Segment Start: Provided records

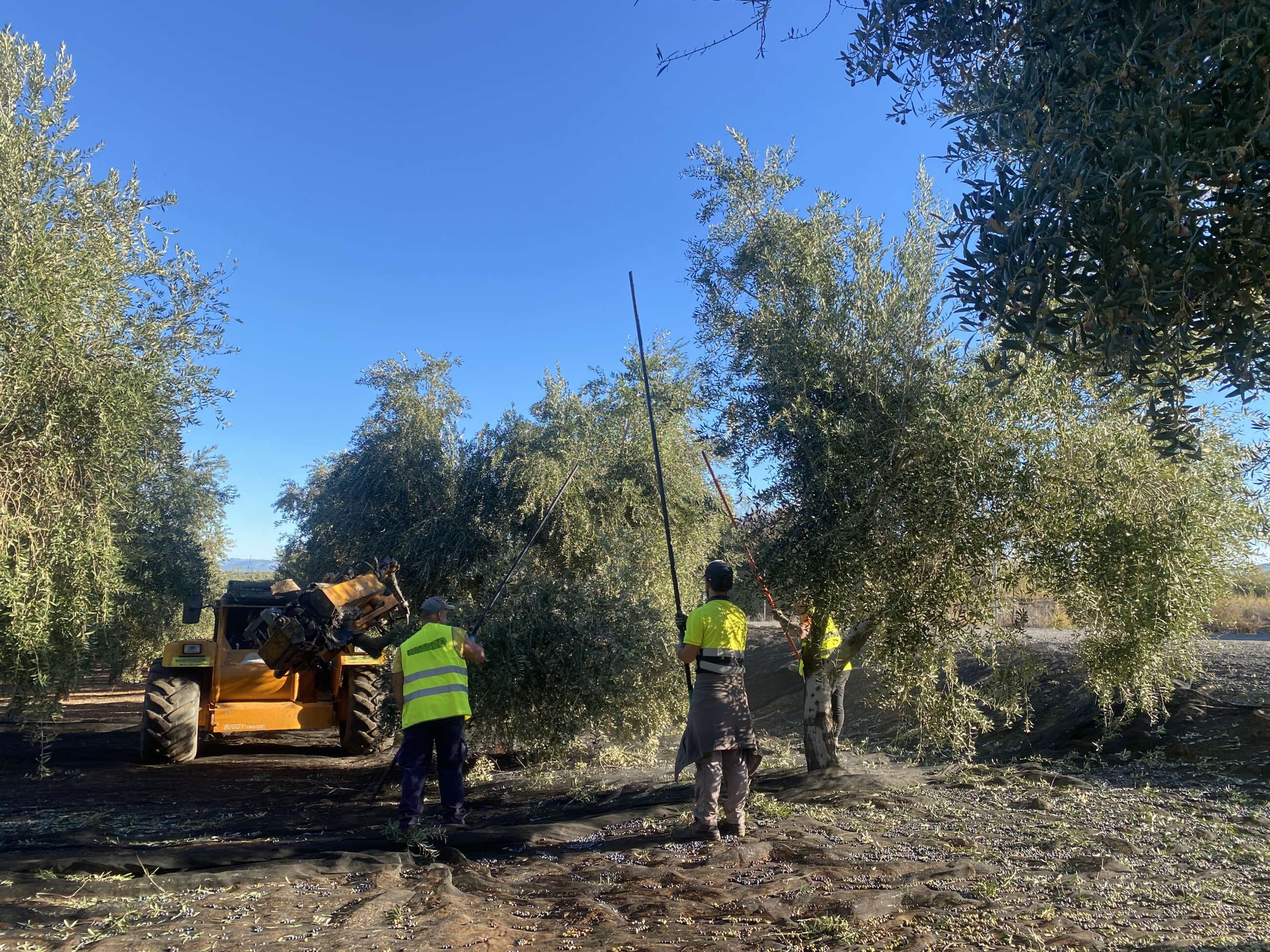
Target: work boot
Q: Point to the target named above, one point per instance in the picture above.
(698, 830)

Segment End: Provided records
Segment Start: Provided records

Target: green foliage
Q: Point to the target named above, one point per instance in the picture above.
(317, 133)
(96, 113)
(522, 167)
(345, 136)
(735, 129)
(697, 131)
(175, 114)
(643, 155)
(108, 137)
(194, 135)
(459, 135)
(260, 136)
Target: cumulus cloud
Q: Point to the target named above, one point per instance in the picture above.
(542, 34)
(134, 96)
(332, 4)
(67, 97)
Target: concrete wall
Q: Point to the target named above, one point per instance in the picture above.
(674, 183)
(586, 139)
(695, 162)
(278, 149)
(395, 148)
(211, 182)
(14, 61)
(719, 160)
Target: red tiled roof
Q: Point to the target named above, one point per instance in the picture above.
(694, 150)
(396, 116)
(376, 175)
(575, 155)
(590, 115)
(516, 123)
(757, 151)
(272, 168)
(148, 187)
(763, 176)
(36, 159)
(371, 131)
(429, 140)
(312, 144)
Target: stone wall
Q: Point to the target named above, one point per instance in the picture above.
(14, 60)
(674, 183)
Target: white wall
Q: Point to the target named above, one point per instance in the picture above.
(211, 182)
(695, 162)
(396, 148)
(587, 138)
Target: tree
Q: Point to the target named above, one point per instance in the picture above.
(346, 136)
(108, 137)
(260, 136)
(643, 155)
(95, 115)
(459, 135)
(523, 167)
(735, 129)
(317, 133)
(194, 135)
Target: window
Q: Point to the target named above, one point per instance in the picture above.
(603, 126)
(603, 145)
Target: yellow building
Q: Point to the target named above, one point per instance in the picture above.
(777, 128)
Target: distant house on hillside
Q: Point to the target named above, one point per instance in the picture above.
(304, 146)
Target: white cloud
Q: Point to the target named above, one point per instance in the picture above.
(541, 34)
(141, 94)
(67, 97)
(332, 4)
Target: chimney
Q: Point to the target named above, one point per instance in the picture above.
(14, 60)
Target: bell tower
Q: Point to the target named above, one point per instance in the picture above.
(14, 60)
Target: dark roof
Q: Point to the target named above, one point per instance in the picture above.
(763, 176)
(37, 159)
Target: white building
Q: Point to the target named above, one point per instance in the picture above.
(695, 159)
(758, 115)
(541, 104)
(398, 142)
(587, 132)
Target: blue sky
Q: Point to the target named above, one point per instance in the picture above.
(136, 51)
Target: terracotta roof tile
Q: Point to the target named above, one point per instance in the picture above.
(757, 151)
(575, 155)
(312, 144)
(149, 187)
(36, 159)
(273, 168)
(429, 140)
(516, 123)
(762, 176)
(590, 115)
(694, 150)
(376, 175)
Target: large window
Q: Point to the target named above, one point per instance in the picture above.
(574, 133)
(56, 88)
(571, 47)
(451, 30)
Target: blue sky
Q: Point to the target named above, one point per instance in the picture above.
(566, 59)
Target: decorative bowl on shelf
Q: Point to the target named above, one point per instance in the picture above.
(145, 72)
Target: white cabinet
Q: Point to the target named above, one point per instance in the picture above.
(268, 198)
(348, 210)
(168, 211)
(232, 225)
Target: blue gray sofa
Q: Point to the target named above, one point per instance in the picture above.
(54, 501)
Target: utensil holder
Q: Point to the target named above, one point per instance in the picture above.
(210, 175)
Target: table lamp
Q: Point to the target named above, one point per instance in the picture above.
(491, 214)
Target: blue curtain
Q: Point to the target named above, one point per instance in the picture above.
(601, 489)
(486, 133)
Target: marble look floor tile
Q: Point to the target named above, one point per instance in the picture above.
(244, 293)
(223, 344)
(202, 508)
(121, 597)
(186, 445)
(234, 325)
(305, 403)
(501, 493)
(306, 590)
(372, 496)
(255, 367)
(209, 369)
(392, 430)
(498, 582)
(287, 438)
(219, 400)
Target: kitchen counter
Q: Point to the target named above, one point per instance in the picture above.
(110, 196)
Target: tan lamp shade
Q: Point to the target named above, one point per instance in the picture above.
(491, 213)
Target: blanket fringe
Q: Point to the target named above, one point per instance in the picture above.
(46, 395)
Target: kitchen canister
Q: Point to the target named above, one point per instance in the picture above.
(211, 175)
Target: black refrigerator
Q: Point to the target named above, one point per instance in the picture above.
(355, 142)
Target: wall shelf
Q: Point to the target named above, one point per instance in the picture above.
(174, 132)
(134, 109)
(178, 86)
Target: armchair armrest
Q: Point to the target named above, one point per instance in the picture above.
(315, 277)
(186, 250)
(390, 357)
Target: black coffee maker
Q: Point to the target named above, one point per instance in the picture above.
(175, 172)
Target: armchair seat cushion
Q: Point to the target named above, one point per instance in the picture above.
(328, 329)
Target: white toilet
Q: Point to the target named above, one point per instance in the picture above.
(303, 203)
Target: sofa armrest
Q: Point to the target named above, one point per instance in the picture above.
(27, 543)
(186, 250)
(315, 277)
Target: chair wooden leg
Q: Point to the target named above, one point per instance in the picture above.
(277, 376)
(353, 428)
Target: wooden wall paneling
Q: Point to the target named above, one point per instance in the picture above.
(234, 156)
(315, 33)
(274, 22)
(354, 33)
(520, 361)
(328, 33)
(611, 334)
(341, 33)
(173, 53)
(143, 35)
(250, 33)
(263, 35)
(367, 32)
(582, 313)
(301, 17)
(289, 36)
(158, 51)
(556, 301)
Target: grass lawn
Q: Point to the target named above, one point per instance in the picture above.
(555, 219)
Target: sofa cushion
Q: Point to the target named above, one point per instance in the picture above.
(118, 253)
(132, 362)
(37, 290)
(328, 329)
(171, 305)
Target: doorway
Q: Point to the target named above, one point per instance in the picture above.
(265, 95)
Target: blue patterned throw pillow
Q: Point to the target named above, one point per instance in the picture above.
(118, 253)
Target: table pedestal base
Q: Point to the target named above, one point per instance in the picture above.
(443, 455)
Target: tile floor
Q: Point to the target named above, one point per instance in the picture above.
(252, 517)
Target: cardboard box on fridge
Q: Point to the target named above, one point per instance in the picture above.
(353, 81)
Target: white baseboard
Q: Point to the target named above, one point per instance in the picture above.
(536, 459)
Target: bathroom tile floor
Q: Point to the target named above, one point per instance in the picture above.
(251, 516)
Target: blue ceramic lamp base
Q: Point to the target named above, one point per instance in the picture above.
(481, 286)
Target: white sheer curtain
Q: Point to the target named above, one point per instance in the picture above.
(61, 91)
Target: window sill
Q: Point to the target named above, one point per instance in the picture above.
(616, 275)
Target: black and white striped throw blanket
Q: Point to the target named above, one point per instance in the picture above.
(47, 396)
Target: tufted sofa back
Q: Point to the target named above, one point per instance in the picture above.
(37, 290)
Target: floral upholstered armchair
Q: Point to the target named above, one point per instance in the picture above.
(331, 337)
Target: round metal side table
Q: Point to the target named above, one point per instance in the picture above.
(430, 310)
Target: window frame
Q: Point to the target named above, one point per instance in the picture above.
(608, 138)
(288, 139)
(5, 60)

Segment End: Provided records

● **Exercise prompt**
Of all the entries above, retype exactly the lines from the line with "Target: marble look floor tile" to the line with "Target: black coffee maker", both included, and no others.

● **Output below**
Target: marble look floor tile
Q: Point to the target named above, one point per instance in the picture above.
(244, 293)
(223, 344)
(202, 508)
(121, 597)
(186, 445)
(234, 325)
(305, 403)
(501, 493)
(306, 590)
(372, 496)
(255, 367)
(209, 369)
(392, 430)
(498, 582)
(287, 438)
(219, 400)
Target: kitchen counter
Q: Point to the target named above, one point per instance in the picture above.
(110, 196)
Target: tan lamp shade
Q: Point to the target named above, one point per instance in the picture above.
(491, 213)
Target: blanket fringe
Q: Point to the target named above, one point per instance in the picture above.
(46, 395)
Target: kitchen canister
Q: Point to the target named above, one point per instance in the picture above.
(211, 175)
Target: black refrigerator
Q: Point to the target named above, one point per instance in the picture above.
(355, 142)
Target: wall shelf
Q: Point to the target named above, one point per instance in the picture above.
(174, 132)
(134, 109)
(178, 86)
Target: armchair armrest
Q: Point to the target named above, one point per instance in the picture above.
(315, 277)
(186, 250)
(390, 357)
Target: black coffee maker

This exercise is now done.